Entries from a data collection
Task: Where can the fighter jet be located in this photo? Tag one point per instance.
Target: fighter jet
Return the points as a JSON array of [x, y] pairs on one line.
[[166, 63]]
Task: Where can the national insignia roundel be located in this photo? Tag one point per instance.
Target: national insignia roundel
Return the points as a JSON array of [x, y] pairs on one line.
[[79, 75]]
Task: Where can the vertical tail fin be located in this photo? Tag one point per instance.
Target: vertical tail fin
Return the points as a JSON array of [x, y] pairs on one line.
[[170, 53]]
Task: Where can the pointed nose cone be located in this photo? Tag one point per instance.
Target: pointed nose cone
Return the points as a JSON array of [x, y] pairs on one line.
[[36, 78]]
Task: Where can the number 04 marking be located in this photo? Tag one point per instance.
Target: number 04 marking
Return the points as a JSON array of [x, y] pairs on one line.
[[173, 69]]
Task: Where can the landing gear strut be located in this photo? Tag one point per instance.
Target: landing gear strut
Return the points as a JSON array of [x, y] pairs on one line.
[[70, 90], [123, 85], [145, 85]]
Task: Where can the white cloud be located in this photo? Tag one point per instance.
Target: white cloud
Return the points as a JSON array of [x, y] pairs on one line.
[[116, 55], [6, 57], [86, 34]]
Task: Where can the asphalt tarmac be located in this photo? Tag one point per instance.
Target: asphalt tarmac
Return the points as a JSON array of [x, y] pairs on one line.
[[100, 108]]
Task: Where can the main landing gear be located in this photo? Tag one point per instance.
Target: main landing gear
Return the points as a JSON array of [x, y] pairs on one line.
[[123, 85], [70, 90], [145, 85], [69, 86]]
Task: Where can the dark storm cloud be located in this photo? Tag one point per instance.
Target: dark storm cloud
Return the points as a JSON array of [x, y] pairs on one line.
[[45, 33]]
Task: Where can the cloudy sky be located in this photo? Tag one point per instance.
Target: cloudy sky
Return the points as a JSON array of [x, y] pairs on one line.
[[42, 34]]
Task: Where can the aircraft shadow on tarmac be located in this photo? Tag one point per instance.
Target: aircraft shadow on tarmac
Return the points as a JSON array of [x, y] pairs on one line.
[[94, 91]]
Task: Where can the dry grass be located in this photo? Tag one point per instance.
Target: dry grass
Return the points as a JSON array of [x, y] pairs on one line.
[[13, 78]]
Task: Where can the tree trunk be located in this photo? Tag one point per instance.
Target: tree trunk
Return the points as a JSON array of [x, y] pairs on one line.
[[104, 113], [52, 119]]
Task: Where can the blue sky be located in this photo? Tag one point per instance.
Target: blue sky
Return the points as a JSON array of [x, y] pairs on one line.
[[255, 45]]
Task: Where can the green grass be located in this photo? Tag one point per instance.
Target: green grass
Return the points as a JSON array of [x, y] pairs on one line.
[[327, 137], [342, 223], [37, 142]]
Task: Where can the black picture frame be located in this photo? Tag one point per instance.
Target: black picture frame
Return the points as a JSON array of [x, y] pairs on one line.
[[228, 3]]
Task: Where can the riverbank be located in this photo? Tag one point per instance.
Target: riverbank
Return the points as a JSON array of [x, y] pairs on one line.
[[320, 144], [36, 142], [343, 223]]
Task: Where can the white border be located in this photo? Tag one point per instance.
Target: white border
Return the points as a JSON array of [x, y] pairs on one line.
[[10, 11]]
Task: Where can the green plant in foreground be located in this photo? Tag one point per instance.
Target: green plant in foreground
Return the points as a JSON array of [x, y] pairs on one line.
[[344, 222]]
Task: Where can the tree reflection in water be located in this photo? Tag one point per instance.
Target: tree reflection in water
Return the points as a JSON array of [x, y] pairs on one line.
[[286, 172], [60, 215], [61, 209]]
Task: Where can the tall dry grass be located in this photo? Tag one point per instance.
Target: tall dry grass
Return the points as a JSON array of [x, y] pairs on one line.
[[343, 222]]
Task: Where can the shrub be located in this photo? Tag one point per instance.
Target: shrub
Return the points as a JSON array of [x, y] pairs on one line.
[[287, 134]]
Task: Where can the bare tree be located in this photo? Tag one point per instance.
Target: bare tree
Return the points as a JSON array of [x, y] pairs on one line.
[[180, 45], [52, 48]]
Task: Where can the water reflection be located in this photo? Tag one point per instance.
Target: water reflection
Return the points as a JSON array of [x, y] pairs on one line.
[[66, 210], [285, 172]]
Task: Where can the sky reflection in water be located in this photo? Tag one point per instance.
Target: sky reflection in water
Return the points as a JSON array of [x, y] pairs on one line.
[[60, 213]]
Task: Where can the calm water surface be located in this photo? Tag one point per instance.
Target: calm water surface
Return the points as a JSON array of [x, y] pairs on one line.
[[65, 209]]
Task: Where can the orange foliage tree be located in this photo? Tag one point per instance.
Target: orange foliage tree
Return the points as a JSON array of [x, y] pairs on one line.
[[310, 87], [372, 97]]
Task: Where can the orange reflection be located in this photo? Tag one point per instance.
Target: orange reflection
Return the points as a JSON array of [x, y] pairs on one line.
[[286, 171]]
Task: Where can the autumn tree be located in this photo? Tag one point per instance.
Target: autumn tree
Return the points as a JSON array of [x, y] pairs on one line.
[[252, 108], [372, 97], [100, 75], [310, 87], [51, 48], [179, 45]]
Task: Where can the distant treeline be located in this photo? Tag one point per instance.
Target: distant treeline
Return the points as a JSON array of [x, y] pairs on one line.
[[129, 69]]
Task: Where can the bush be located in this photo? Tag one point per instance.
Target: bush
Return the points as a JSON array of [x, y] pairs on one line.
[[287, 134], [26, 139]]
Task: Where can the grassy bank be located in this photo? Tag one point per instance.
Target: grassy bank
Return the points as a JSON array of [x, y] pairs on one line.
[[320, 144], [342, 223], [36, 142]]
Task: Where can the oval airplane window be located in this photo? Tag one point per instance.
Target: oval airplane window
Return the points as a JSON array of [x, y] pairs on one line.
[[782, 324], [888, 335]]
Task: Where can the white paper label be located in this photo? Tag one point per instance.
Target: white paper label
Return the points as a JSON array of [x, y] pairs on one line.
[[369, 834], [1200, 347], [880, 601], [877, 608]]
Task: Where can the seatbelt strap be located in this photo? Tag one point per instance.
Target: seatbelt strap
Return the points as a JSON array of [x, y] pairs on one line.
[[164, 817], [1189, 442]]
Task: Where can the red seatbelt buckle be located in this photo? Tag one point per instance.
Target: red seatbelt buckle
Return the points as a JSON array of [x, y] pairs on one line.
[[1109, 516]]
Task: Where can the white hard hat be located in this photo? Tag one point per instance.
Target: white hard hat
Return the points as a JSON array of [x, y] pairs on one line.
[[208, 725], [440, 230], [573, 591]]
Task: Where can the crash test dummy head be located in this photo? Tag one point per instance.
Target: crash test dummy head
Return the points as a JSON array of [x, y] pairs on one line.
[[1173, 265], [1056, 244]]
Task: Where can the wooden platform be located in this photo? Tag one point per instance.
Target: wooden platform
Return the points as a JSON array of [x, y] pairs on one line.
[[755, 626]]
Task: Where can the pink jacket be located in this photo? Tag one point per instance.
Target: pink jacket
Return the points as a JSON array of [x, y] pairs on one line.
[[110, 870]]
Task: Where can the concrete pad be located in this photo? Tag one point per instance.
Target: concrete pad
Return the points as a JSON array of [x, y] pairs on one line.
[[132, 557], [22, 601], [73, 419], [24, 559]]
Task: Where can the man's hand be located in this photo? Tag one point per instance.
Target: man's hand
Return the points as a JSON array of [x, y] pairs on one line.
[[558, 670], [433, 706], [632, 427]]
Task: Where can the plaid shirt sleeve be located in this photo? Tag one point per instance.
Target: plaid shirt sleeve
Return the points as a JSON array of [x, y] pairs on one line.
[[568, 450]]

**REQUIREMENTS**. Can you return every one of the entries above, with each line reproduced verbatim?

**ANSWER FOR THE TASK**.
Task: Where can the fighter jet be located in this photo? Tag one point per instance.
Target: fighter jet
Return the points as a JSON array of [x, y] pairs on one line.
[[166, 63]]
Task: Where can the national insignia roundel be located in this photo? Tag one point per instance.
Target: national insignia roundel
Return the points as a JSON array of [x, y] pairs on one line.
[[79, 75]]
Task: Where can the vertical tail fin be located in this photo? Tag one point per instance.
Target: vertical tail fin
Return the points as a JSON array of [x, y] pairs on one line.
[[170, 53]]
Task: Where can the pointed nose cone be located in this photo? Tag one point per instance.
Target: pointed nose cone
Return the points as a JSON array of [x, y] pairs on one line.
[[36, 78]]
Task: Where can the number 04 marking be located in this photo? Tag one point per instance.
Target: number 04 marking
Return the points as a JSON array of [x, y] pairs on one line.
[[173, 69]]
Task: Where can the landing gear strut be located in this photo? Tag one point per instance.
Target: landing gear strut
Return the points as a JSON array of [x, y] pairs on one line.
[[70, 90], [123, 85], [145, 85]]
Task: Where can the white cloud be located in this photo? Tag one point per instance.
Target: white cloud
Return the points as a JSON array of [x, y] pairs on one line.
[[116, 55], [6, 57], [86, 34]]
Task: Where can the asphalt tarmac be located in this photo? Tag one point per instance.
Target: asphalt tarmac
Return the points as a JSON array of [x, y] pairs on one line.
[[100, 108]]
Task: Where can the main landing gear be located in this photo? Tag one point per instance.
Target: main landing gear
Return the points as a JSON array of [x, y] pairs on one line.
[[123, 85], [70, 90], [145, 85], [69, 86]]
Task: Where can the dark storm cloud be located in this photo? Tag one point per instance.
Target: dark storm cloud
Return the points as a JSON array of [x, y] pairs on one line.
[[45, 33]]
Task: Where can the cloudy sky be located in this photo? Tag one point per instance.
Target: cloudy sky
Return the points as a JSON array of [x, y] pairs on one line.
[[42, 34]]
Task: Where can the aircraft shadow on tarmac be located in this photo? Tag one point per instance.
Target: aircraft shadow on tarmac
Return the points as a JSON array of [x, y] pairs on one line.
[[94, 91]]
Task: Where can the dry grass be located in this photo? Tag one point per instance.
Target: dry grass
Return the points as a JSON array of [x, y] pairs on one line.
[[13, 78]]
Task: Where can the tree trunk be located in this photo? Tag one point per instance.
Target: tree trunk
Return the points as a JSON array of [x, y] pairs on one line.
[[104, 113], [52, 119]]
Task: Where can the blue sky be located in this photo? Tag one point per instance.
Target: blue sky
Return the points as a JSON array of [x, y] pairs on one line.
[[255, 45]]
Task: Where can the green grass be located in this photo? Tag one point per instance.
Target: green grass
Return the points as a JSON array of [x, y] pairs on one line.
[[327, 137], [342, 223], [37, 142]]
Task: Where can the black picture frame be located in this photo? Tag one point per instance.
Target: black picture frame
Return the points as a JSON array of [x, y] pairs on one line.
[[228, 3]]
Task: Where can the riverbank be located in this photo? Tag one point per instance.
Target: riverbank
Return the points as a JSON array of [x, y] pairs on one line.
[[320, 144], [36, 142], [343, 223]]
Task: Where can the white border be located in this photo? Tag one point per instance.
Target: white border
Return the points as a JSON array of [x, y] pairs on one line.
[[10, 11]]
Task: Where can the green plant in foreground be located in this photo? Tag one point per instance.
Target: green plant in foreground
Return the points as a JSON array of [x, y] pairs on one line.
[[344, 222]]
Task: Where can the tree reflection in water be located in this photo? Tag one point per instance.
Target: tree reflection in water
Return the points as a JSON array of [x, y] pairs on one line.
[[286, 172], [60, 215], [61, 209]]
Task: Where can the tall dry grass be located in this photo? Tag one point per instance.
Target: tall dry grass
Return the points as a JSON array of [x, y] pairs on one line.
[[343, 222]]
Task: Where can the shrub be located in this photo? Tag one point per instance.
Target: shrub
Return the points as a JSON array of [x, y] pairs on one line.
[[287, 134]]
Task: Where can the bare tree be located in this photo? Tag one point per instance.
Target: bare tree
Return the points as a JSON array of [x, y] pairs on one line.
[[180, 45], [52, 48]]
Task: Where can the water reflection be located in this photo? Tag one point per instance.
Target: water reflection
Return the points as a JSON array of [x, y] pairs on one line.
[[66, 210], [285, 172]]
Task: Where can the sky reflection in water be located in this photo? Tag one point per instance.
Target: sky reflection in water
Return the points as a JSON array of [x, y] pairs on one line.
[[60, 213]]
Task: Where can the calm water surface be located in this photo? Tag one point per instance.
Target: calm water surface
Return the points as a JSON array of [x, y] pairs on one line.
[[65, 209]]
Task: Where can the orange foliage tree be located in this photo? Tag one point per instance.
Target: orange foliage tree
Return the points as a JSON array of [x, y] pairs on one line.
[[310, 87], [372, 97]]
Task: Where can the orange reflection be located in this photo? Tag one point per instance.
Target: orange reflection
Return the points as a JSON array of [x, y] pairs on one line.
[[286, 171]]
Task: Where can the autumn tree be located in this photo? Tag one point per instance.
Target: autumn tree
Return the points as a JSON array of [x, y] pairs on one line.
[[252, 108], [372, 97], [100, 75], [310, 87], [51, 48], [179, 45]]
Task: Where can the distant treeline be located in this photo? Tag one point per instance.
Target: distant treeline
Return the points as a JSON array of [x, y] pairs on one line.
[[129, 69]]
Task: Where can the bush be located in this photo? Tag one point per instance.
Target: bush
Return the points as a JSON array of [x, y] pairs on one line.
[[287, 134], [26, 139]]
Task: Where can the grassy bank be located in this photo? Tag one point per instance.
Target: grassy bank
Return the points as a JSON array of [x, y] pairs on one line.
[[320, 144], [342, 223], [36, 142]]
Task: Where can the oval airplane window be located in this photo? Tag one point per instance.
Target: oval airplane window
Return the points as a JSON array of [x, y] pairs on one line.
[[782, 324], [888, 335]]
Task: Where can the white paper label be located in this photo? Tag one point per instance.
Target: white paper label
Return the points as a JSON array of [x, y] pairs on one line.
[[369, 834], [1200, 347], [880, 601], [877, 608]]
Task: Where can the seatbelt strap be located in this photo? Tag one point per instance.
Target: seatbelt strap
Return the points as a JSON array of [x, y] pairs on one line.
[[164, 817], [1189, 442]]
Task: Where can the red seatbelt buckle be located in this photo? Tag one point per instance.
Target: red seatbelt buckle
Return the points as a JSON array of [x, y] pairs on one line.
[[1109, 516]]
Task: Where can the white hard hat be located in this photo? Tag one point per instance.
Target: white hard hat
Return the points as a JSON array of [x, y] pairs on one line.
[[208, 725], [440, 230], [573, 591]]
Task: Where can the crash test dummy head be located in this photo? Tag one point per instance.
Target: crash test dummy head
Return the points as a JSON array of [x, y] pairs on one line.
[[1173, 265], [1056, 244]]
Task: Where can the wooden platform be located in this photo? Tag one point per instance.
Target: wooden platform
Return the points as a JSON array of [x, y] pairs on one line.
[[755, 626]]
Task: Where can the pink jacket be located in this photo? Tag one point per instance.
Target: pink jacket
Return the points as a JSON array of [x, y] pairs on one line.
[[110, 870]]
Task: Where can the concrete pad be located in this photo? Tag one point per instance.
Target: concrete pad
Return the points as a JSON array of [x, y] pairs on one line.
[[132, 557], [22, 601], [73, 419], [24, 559]]
Task: Where can the man's hand be located in this photo? Tag one point per instance.
Target: man's hand
Return the points as a JSON array of [x, y] pairs on one line.
[[558, 670], [433, 706], [632, 427]]
Task: Where can the plaid shirt sleeve be located in this photo? Tag one point per instance.
Target: plaid shirt sleeve
Return the points as a JSON array of [x, y] pairs on one line.
[[568, 450]]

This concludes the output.